> **Document passage**:
"""
Background & Aims
Itch and Pain are distinct sensations resulting from the central integration of peripheral nerve signals. Both itch and pain evoking chemicals activate the same peripheral neurons, the class of mechano-sensitive C-fibers (CM), which are also activated by noxious heat (1). It is still not clear how itch and pain are signaled differentially by the same nerve fibers. We described recently that CM might encode differences between itch and pain in temporal action potential discharge patterns. Nonhistaminergic pruritogens induce a slow bursting pattern in around 30% CM in humans, which was not described for algogens. Temporal discharge patterns, although extensively studied in other disciplines such as the auditory system, shape crucially synaptic transmission. However, in pain/ itch research, this issue has been neglected. We show now analyses of temporal discharge patterns of peripheral nerve fibers in human evoked chemically and by heat as example for pattern encoding in pain and itch(2)
"""
> **Provided data**:
"""
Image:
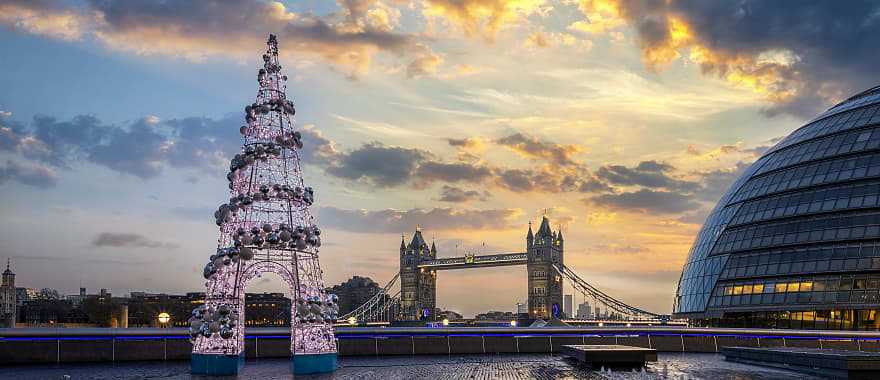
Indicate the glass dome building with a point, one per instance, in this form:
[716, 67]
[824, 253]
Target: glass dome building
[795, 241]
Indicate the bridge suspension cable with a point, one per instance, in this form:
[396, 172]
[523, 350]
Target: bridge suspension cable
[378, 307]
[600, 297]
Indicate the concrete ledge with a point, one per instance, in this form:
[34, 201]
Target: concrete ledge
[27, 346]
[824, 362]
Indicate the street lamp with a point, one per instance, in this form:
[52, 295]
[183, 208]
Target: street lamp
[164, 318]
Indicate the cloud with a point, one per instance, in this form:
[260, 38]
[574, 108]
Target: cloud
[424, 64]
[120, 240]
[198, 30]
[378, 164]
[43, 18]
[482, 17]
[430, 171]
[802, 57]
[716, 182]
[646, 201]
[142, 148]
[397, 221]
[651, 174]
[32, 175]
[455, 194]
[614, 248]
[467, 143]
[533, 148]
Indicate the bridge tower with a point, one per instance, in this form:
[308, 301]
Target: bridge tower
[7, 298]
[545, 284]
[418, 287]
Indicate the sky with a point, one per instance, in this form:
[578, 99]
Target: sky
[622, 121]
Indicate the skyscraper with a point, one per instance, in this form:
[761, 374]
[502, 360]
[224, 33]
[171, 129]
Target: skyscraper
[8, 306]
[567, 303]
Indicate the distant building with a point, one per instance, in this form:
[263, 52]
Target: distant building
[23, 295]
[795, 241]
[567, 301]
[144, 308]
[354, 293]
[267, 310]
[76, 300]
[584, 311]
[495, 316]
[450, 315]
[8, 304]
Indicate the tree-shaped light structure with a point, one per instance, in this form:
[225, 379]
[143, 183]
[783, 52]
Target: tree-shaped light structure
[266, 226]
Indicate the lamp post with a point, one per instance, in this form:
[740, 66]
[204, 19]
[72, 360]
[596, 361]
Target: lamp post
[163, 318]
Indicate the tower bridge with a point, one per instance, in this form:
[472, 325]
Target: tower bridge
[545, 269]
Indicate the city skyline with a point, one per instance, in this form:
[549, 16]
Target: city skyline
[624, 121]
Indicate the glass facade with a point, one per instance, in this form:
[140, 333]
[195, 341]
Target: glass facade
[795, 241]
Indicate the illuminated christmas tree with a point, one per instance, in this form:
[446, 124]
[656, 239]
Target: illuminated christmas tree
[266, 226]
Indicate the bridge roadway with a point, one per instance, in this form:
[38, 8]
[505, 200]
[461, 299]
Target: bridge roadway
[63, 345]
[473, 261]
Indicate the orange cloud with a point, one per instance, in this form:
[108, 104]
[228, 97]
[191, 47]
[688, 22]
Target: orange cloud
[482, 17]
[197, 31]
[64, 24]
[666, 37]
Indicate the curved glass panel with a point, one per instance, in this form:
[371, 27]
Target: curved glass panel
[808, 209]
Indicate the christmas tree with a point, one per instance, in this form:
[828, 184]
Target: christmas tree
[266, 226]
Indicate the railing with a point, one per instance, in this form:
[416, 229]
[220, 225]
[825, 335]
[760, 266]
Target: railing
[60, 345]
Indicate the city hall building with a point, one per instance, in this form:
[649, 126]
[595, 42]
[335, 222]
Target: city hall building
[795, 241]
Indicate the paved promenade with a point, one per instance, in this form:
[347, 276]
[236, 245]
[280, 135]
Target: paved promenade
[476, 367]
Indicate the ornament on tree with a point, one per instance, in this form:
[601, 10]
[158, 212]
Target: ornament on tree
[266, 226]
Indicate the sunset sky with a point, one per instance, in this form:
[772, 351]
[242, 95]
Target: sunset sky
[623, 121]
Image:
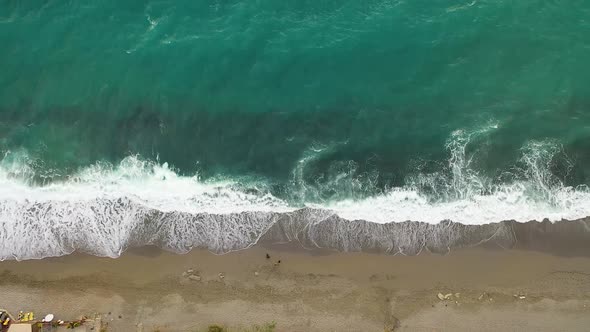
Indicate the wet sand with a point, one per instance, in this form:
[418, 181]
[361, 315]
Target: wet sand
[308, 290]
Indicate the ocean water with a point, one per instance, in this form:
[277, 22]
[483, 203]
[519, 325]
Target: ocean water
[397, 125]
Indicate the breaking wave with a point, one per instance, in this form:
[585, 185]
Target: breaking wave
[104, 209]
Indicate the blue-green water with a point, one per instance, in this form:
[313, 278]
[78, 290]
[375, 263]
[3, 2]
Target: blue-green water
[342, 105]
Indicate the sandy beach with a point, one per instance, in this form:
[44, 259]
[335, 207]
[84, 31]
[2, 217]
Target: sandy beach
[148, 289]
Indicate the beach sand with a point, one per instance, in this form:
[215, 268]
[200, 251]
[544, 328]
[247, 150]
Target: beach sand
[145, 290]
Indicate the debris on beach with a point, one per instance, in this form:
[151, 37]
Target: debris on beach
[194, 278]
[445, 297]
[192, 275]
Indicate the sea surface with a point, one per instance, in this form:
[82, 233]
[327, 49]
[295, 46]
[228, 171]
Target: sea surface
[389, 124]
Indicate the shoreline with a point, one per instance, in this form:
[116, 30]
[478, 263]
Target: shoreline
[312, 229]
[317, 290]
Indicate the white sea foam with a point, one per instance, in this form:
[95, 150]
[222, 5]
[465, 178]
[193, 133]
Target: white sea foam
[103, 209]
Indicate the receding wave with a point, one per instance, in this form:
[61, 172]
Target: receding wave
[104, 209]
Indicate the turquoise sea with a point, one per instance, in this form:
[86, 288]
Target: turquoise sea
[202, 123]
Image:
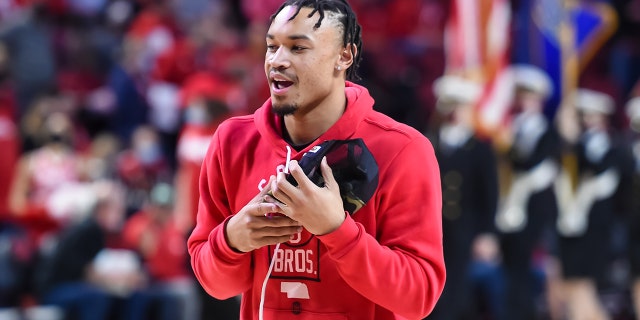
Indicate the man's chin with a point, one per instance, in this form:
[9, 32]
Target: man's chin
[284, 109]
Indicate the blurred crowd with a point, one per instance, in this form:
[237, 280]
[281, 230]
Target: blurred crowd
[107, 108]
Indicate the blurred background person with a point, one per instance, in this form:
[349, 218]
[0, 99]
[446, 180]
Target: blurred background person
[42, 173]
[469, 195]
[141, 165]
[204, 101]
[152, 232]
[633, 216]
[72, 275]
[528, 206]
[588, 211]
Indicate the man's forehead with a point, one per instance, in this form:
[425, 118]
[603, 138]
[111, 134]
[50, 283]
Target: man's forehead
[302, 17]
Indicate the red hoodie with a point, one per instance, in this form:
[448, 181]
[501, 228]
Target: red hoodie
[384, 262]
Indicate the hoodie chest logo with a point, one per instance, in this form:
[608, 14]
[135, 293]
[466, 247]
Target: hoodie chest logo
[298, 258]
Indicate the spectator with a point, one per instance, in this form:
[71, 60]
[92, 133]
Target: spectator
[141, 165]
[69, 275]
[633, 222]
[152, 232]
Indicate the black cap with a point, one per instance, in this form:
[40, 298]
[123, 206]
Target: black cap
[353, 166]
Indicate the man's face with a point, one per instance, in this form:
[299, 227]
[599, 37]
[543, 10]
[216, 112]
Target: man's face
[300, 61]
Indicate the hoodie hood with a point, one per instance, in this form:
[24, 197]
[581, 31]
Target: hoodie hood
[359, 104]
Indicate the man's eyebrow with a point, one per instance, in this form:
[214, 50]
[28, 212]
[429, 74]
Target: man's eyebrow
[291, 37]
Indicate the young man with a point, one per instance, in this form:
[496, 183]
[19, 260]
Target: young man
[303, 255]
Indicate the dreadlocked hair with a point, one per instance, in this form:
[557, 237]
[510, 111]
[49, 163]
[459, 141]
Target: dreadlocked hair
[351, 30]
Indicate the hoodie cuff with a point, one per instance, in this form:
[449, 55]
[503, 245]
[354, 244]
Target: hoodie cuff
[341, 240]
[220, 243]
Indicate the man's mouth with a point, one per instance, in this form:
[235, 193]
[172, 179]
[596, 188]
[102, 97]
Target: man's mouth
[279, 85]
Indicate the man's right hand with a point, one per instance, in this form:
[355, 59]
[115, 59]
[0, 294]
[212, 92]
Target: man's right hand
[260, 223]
"""
> **Assignment**:
Continue the passage on how nerve fibers signal itch and pain, starting after its final sentence.

> **Exercise output**:
Methods
Our study uses microneurography to record action potentials from single afferent CM-fibers in five human volunteers induced by various chemical substances (BAM8-22, beta alanine, and ET 1) and heat. The signals were recorded by custom-made software DAPSYS and Spike2 in parallel. The substances cause mixed pain/itch sensations with different ratios of pain and itch. The data was analyzed using the traditional marking method and spike sorting algorithms of spike 2 software. The marking method identified fibers showing a “bursting” discharge pattern. Sorted spikes were further analyzed for temporal patterns using the “spikelet method”(3). A spikelet consists of three consecutive spikes and is characterized by 2 parameters: length and regularity. Spikelet regularity pertains to the consistency of three consecutive spikes occurring at equidistant intervals. Spikelet length, on the other hand, denotes the proximity between these three spikes(3). Data were visualized using 2D heatmaps.
Results
The marking method revealed that in most individual CM fibers, different substances induced either “slow bursting” or “non-bursting” temporal discharge patterns for all tested pruritogens in a tested CM. When analyzing the temporal discharge patterns in selected nerve fibers with excellent recording quality using the spikelet method, distinct differences between the two firing patterns were obvious: The “slow bursting” firing pattern has a very high regularity in comparison to the “non-bursting” firing pattern. Minor differences in both spikelet regularity and length exist between the substances regarding single bursts. When comparing in single fibers the heat and chemically evoked discharges the chemical burst is characterized by high regularity and lower spikelet length in contrast to the heat evoked spikelets. The chemicals evoked mainly itch whereas heat caused pain.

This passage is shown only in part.